I would like you to restate each record word for word.

○ ○ ○ ○ ○ ○ ○

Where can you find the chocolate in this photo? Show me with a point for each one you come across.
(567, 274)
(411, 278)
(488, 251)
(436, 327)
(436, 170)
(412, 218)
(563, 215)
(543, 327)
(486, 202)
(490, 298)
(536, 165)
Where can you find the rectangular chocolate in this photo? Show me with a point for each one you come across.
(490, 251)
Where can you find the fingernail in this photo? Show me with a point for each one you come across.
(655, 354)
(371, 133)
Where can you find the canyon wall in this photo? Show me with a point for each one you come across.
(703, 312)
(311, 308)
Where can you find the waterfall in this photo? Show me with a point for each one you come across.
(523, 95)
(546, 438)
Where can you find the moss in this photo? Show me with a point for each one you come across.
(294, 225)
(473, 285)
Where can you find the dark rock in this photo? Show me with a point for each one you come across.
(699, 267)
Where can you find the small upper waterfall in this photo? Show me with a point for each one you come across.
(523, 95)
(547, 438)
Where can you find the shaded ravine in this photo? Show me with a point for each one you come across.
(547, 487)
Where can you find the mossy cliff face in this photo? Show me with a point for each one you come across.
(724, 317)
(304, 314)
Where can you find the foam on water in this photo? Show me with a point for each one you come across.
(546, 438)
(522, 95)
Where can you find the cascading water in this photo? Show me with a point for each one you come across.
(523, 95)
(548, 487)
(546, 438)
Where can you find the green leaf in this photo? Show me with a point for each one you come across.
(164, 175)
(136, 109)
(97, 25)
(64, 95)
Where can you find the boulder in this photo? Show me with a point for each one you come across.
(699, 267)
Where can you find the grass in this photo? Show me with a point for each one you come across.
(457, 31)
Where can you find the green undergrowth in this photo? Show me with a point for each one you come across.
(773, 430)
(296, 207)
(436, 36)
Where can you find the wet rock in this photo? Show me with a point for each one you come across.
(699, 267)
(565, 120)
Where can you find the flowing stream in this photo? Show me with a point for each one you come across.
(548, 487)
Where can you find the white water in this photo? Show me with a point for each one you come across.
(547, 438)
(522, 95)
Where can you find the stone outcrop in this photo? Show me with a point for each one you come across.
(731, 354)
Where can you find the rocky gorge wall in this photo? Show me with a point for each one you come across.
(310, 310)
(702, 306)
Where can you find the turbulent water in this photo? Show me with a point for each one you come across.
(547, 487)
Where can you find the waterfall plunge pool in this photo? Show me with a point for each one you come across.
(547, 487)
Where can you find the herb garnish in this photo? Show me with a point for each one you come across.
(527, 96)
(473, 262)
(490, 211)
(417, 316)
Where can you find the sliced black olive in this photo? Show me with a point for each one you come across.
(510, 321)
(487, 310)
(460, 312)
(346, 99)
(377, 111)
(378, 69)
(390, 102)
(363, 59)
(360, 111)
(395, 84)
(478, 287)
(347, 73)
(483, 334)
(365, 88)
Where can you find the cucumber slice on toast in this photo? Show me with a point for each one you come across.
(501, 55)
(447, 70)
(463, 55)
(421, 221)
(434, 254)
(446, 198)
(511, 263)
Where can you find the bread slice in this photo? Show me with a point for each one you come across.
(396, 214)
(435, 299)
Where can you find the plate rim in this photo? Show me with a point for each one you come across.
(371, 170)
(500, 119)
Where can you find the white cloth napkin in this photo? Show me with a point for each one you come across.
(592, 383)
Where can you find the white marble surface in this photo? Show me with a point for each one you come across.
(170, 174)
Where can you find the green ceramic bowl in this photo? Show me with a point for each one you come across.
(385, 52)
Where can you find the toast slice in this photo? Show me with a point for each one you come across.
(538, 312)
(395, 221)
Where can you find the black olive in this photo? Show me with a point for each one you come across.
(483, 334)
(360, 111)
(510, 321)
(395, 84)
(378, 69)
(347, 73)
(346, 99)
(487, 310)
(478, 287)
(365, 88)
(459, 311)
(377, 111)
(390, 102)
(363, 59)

○ ○ ○ ○ ○ ○ ○

■ ANSWER TO THIS PROBLEM:
Where can you find the chocolate in this photo? Show me with a point for each one you come across.
(567, 274)
(411, 278)
(488, 251)
(436, 327)
(436, 170)
(412, 218)
(563, 215)
(543, 327)
(486, 202)
(490, 298)
(536, 165)
Where can you find the rectangular chocolate in this photo? Show me with a point for each one you come across.
(490, 251)
Where can you find the fingernail in this photo? Show me with a point for each one you come across.
(655, 354)
(371, 133)
Where can you find the canyon wall in this photo? Show me with a point for each one you come across.
(703, 312)
(311, 308)
Where can you find the waterfall in this photo? Show me with a point for each one you come across.
(523, 95)
(546, 438)
Where can you find the moss in this photo? Show me with a point for each one you come across.
(294, 225)
(473, 285)
Where can you find the dark rock in this photo? Show me with a point for each one you come across.
(699, 267)
Where can you find the small upper waterfall in this photo? Show me with a point for each one you come across.
(523, 95)
(547, 438)
Where can you find the shaded ravine in this photo? Show me with a point for each one you come across.
(547, 487)
Where can you find the mossy cliff face in this photo? Show me with a point for each one you come across.
(724, 317)
(304, 314)
Where can you find the foam on water in this photo? Show me with a point for each one you come across.
(546, 438)
(522, 95)
Where can you find the cascading water in this photo? Show me with a point for each one you come across.
(523, 95)
(548, 487)
(546, 438)
Where can you find the green leaf in this photo? Show me with a point for each one you come across.
(164, 175)
(136, 109)
(97, 25)
(64, 95)
Where can you find the boulder in this photo? Show me with a point for each one you come across.
(699, 267)
Where can you find the grass in this photo? Show me with a point for each one you come across.
(457, 31)
Where can you find the green undergrowth in this photo? Show me with a point for each one you come across.
(773, 430)
(296, 207)
(436, 36)
Where can you find the wet rock in this photo? Show me with a point for each one you come across.
(699, 267)
(565, 120)
Where can you find the flowing stream in this photo? Show me with a point for each one you come across.
(548, 487)
Where can you find the white water in this photo? Show me with a point for each one you come across.
(547, 438)
(522, 95)
Where can you find the stone outcrop in this photo? Show me with a point for each one you come across.
(731, 354)
Where can you find the rocky gorge wall in this photo? Show me with a point for each one you come across.
(310, 310)
(702, 306)
Where can you find the turbulent water in this photo? Show me with a point for each one you come across.
(547, 487)
Where can you find the waterfall plunge pool in this photo? Show me with a point for each one you come across.
(547, 487)
Where can you find the herb garnish in this photo? Show me with a point for each one you come across.
(527, 96)
(473, 262)
(490, 211)
(417, 316)
Where can you find the sliced black olive in this photo? Show me with a point for each one you come across.
(510, 321)
(487, 310)
(460, 312)
(346, 99)
(377, 111)
(378, 69)
(390, 102)
(363, 59)
(360, 111)
(395, 84)
(478, 287)
(347, 73)
(483, 334)
(365, 88)
Where can you find the cucumber slice on toast in this photo? Show me with a point for each one you come across.
(501, 55)
(447, 70)
(463, 55)
(421, 221)
(434, 254)
(446, 198)
(511, 263)
Where can you find the bread slice in this photo? Show me with a point for each one you come across.
(396, 214)
(435, 299)
Where can you find the plate rim in this photo? Show me with a point for each one you come across.
(371, 170)
(500, 119)
Where can you find the white cloth napkin in this photo? Show me with a point for each one you come across.
(592, 383)
Where can you find the white marble surface in this photo? Show me with a point for each one you come across.
(170, 174)
Where can you find the green ceramic bowl in this photo? Show me with a point for each one you come across.
(385, 52)
Where can you find the toast slice in this photo? Show me with a point for each one you come across.
(538, 312)
(395, 221)
Where can you find the black olive in this photo? Show me with a point for each one you come across.
(483, 334)
(360, 111)
(510, 321)
(395, 84)
(378, 69)
(347, 73)
(346, 99)
(487, 310)
(478, 287)
(365, 88)
(459, 311)
(377, 111)
(390, 102)
(363, 59)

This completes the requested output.